[Records for processing]

•••

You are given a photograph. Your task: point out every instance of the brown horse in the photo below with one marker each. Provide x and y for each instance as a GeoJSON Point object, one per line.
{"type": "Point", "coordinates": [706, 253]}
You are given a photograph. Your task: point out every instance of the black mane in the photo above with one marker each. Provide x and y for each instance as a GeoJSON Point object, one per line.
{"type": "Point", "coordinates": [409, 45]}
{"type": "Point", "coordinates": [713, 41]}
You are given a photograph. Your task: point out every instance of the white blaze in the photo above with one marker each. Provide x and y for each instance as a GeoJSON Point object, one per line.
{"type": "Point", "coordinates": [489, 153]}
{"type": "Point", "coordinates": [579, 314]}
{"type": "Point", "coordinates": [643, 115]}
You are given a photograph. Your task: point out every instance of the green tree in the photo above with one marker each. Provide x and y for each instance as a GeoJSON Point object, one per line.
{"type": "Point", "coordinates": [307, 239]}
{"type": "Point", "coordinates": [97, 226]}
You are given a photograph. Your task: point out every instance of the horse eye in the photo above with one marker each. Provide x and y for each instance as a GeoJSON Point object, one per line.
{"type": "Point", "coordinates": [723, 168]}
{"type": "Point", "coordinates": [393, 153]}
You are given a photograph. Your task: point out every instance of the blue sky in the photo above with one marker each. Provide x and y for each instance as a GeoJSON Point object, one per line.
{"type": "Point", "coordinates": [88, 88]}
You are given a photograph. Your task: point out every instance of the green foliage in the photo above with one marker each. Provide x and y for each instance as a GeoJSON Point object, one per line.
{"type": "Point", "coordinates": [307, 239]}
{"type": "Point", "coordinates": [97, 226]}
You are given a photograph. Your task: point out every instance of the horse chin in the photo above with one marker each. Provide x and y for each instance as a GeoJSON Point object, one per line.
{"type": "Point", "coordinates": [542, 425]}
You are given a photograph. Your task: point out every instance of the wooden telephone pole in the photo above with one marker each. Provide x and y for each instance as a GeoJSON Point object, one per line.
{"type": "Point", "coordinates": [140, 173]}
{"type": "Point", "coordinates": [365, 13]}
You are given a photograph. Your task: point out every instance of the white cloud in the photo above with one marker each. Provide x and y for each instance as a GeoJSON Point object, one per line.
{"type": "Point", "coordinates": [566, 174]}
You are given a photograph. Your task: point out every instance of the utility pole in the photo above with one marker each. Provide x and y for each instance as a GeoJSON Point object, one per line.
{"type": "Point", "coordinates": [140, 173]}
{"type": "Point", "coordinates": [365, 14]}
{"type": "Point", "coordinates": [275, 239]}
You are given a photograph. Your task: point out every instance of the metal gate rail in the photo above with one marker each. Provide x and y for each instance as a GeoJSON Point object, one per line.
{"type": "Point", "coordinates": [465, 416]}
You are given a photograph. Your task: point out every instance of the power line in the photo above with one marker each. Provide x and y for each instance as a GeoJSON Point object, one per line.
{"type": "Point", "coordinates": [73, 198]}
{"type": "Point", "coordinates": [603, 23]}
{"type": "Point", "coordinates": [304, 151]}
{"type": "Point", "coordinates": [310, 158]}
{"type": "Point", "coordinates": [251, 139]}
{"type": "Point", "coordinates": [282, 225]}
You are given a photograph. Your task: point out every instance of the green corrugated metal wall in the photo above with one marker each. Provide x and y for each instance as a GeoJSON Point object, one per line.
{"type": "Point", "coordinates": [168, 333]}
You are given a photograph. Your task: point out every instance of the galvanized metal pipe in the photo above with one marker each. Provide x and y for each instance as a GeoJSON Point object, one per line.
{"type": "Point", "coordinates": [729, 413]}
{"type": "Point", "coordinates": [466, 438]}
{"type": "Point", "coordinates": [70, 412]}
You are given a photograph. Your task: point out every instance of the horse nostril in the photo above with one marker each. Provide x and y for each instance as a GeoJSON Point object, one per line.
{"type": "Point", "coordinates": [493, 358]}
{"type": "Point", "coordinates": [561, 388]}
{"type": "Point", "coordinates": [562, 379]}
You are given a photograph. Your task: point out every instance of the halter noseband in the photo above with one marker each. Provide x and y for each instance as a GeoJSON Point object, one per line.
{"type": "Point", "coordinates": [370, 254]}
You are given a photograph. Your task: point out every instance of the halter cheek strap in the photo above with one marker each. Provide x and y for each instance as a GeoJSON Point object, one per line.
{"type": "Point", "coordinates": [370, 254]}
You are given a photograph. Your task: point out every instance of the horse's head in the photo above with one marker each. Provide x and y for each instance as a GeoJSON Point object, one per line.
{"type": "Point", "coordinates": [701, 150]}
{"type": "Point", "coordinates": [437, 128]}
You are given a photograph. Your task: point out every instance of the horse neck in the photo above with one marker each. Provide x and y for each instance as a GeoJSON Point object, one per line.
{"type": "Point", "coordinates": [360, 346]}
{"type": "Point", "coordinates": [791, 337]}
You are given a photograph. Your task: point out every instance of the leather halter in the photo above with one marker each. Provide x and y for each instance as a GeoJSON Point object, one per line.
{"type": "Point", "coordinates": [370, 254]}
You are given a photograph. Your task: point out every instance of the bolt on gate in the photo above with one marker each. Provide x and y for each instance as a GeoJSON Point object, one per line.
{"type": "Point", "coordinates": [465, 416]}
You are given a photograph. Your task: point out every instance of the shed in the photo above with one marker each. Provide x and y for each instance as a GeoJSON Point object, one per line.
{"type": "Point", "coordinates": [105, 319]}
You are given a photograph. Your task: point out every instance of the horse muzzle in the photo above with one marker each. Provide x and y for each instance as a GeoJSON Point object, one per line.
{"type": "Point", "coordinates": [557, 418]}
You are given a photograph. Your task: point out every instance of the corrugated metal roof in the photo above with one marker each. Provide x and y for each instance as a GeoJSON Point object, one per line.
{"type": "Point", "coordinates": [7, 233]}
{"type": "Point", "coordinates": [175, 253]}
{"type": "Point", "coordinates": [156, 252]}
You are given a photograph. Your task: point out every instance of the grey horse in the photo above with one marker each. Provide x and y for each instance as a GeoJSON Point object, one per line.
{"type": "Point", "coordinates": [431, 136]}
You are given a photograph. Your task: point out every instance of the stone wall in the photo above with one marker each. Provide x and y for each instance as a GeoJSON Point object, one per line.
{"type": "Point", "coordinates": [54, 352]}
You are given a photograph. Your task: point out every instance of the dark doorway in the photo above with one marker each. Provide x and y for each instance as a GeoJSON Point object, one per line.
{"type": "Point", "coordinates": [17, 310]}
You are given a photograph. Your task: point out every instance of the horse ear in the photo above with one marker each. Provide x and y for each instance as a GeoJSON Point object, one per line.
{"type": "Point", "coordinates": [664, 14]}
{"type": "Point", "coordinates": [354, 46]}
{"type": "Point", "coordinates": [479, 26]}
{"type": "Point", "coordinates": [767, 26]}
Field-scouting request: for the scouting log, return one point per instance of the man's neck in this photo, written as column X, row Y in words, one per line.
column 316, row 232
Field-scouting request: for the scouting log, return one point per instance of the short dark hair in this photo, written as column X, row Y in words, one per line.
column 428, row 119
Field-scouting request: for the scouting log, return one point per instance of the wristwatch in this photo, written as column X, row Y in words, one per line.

•••

Could you output the records in full, exactly as written?

You are given a photograph. Your task: point out every instance of the brown horse in the photo below with one marker each. Provide x and y for each instance as a GeoJSON Point object, one per line.
{"type": "Point", "coordinates": [706, 253]}
You are given a photograph. Your task: point out every instance of the black mane in the photo above with one marker each. Provide x and y for each instance as a GeoJSON Point object, one per line.
{"type": "Point", "coordinates": [409, 45]}
{"type": "Point", "coordinates": [713, 41]}
You are given a photograph. Your task: point out every instance of the white blaze in the photo above with one marker each. Provide x and y for each instance as a GeoJSON Point object, one per line.
{"type": "Point", "coordinates": [489, 153]}
{"type": "Point", "coordinates": [579, 314]}
{"type": "Point", "coordinates": [643, 115]}
You are given a photograph. Your task: point out every instance of the green tree in the photo above with one marker each. Provide x and y for each instance as a GeoJSON Point object, one per line.
{"type": "Point", "coordinates": [307, 239]}
{"type": "Point", "coordinates": [97, 226]}
You are given a photograph. Your task: point out every instance of the horse eye in the photo above with one marker each. Provide x and y for each instance as a GeoJSON Point object, one per line.
{"type": "Point", "coordinates": [723, 168]}
{"type": "Point", "coordinates": [393, 153]}
You are given a photograph. Your task: point out every instance of the blue sky in the photo above with one marker each. Provide x and y for each instance as a GeoJSON Point object, one per line.
{"type": "Point", "coordinates": [88, 88]}
You are given a photograph. Your task: point out every instance of the green foliage in the photo above with one marker each. Provide x and y for each instance as a GeoJSON Point object, one per line.
{"type": "Point", "coordinates": [307, 239]}
{"type": "Point", "coordinates": [97, 226]}
You are given a photograph. Your task: point out every instance of the horse chin in the photo above with one marker each. Provide x and y for each instance as a GeoJSON Point object, one per line.
{"type": "Point", "coordinates": [542, 425]}
You are given a photograph. Your task: point out every instance of the wooden telephone pole in the photo above with one marker each. Provide x and y for each instance as a GeoJSON Point object, one per line.
{"type": "Point", "coordinates": [140, 173]}
{"type": "Point", "coordinates": [365, 13]}
You are given a photograph. Your task: point out every instance of the white cloud in the photo above with one marker each. Provide x and y for each instance as a GeoJSON Point object, one per line.
{"type": "Point", "coordinates": [566, 174]}
You are given a photograph. Your task: point out every instance of the utility pole in the photo above with one marker each. Provide x and y for each instance as a GeoJSON Point object, one per line.
{"type": "Point", "coordinates": [140, 173]}
{"type": "Point", "coordinates": [365, 14]}
{"type": "Point", "coordinates": [275, 239]}
You are given a photograph. Your task: point out every instance of the metal gate rail in the photo above with one marker each. Provide x and y for each instance as a GeoJSON Point object, one per line.
{"type": "Point", "coordinates": [465, 416]}
You are given a photograph. Your task: point out every instance of the power line in the photo above with one marker each. Provide x and y for each instance as a GeoJSON Point object, one per line.
{"type": "Point", "coordinates": [73, 198]}
{"type": "Point", "coordinates": [603, 23]}
{"type": "Point", "coordinates": [304, 151]}
{"type": "Point", "coordinates": [310, 158]}
{"type": "Point", "coordinates": [251, 139]}
{"type": "Point", "coordinates": [282, 225]}
You are given a photograph. Your task: point out every instance of the green corrugated metal wall in the photo above with one marker each. Provide x and y for each instance as a GeoJSON Point object, one per line.
{"type": "Point", "coordinates": [168, 333]}
You are given a photograph. Your task: point out every instance of the galvanized metal pipe in the photo above with one marker each. Provide x and y for each instance as a GeoJSON Point object, one per line.
{"type": "Point", "coordinates": [729, 413]}
{"type": "Point", "coordinates": [466, 438]}
{"type": "Point", "coordinates": [70, 412]}
You are given a photograph. Your task: point out every instance of the horse nostril in the photo above with one marker each. Provide x and y for each instance as a GeoJSON Point object, one per line.
{"type": "Point", "coordinates": [493, 358]}
{"type": "Point", "coordinates": [561, 388]}
{"type": "Point", "coordinates": [562, 379]}
You are given a photograph. Your task: point out every instance of the halter noseband in the photo above with one marker each. Provide x and y for each instance as a GeoJSON Point object, one per line.
{"type": "Point", "coordinates": [370, 254]}
You are given a photograph. Your task: point out every instance of the halter cheek strap in the photo above with one marker each. Provide x and y for each instance as a GeoJSON Point object, one per line.
{"type": "Point", "coordinates": [370, 254]}
You are given a photograph. Your task: point out every instance of the horse's head in the photo above with one marker each. Provide x and y for each instance as a GeoJSON Point object, one per line.
{"type": "Point", "coordinates": [701, 150]}
{"type": "Point", "coordinates": [437, 128]}
You are given a photograph. Your task: point out every instance of the horse neck in the photo above with one marker each. Provide x and y for each instance as a GeoJSON Point object, one per line.
{"type": "Point", "coordinates": [360, 346]}
{"type": "Point", "coordinates": [791, 337]}
You are given a photograph. Your task: point out every instance of the leather halter in the photo above with one marker each. Provide x and y for each instance as a GeoJSON Point object, one per line.
{"type": "Point", "coordinates": [370, 254]}
You are given a photograph. Your task: point out every instance of the bolt on gate in the photo above with one marker each. Provide x and y for each instance as a GeoJSON Point object, one per line.
{"type": "Point", "coordinates": [465, 416]}
You are given a photograph. Your task: point out every instance of the shed in the photo above with one marker each. Provide x and y for each instance as a GeoJSON Point object, one per line.
{"type": "Point", "coordinates": [105, 319]}
You are given a photograph. Your task: point out every instance of the horse muzzle in the photo above with one marker each. Provide x and y for each instance as a GeoJSON Point object, one per line.
{"type": "Point", "coordinates": [557, 418]}
You are given a photograph. Your task: point out every instance of the corrugated metal roof in the photo above with one marker each. Provide x and y for each instance as a GeoJSON Point object, one per line.
{"type": "Point", "coordinates": [7, 233]}
{"type": "Point", "coordinates": [175, 253]}
{"type": "Point", "coordinates": [156, 252]}
You are given a photograph. Your task: point out every instance of the grey horse in the photo above with one marker each. Provide x and y for each instance as a GeoJSON Point object, one per line.
{"type": "Point", "coordinates": [431, 136]}
You are given a photograph. Your task: point out every instance of the stone wall in the photo above with one marker each. Provide x and y for each instance as a GeoJSON Point object, one per line.
{"type": "Point", "coordinates": [54, 352]}
You are given a photograph. Your task: point out every instance of the dark doorway in the photo above with one marker each. Provide x and y for each instance as a GeoJSON Point object, one per line.
{"type": "Point", "coordinates": [17, 310]}
You are given a photograph. Your task: point out every instance of the horse ear in the photo above with one marker each. Provide x and y for each instance as a GeoJSON Point object, one per line.
{"type": "Point", "coordinates": [664, 14]}
{"type": "Point", "coordinates": [354, 46]}
{"type": "Point", "coordinates": [479, 26]}
{"type": "Point", "coordinates": [767, 26]}
Field-scouting request: for the scouting log, return one point per instance of the man's neck in this photo, written as column X, row Y in words, one per line.
column 316, row 232
Field-scouting request: for the scouting log, return one point per instance of the short dark hair in this photo, written as column X, row Y in words, one per line.
column 428, row 119
Field-scouting request: for the scouting log, return one point per instance of the wristwatch in this photo, written as column X, row Y in words, one per line.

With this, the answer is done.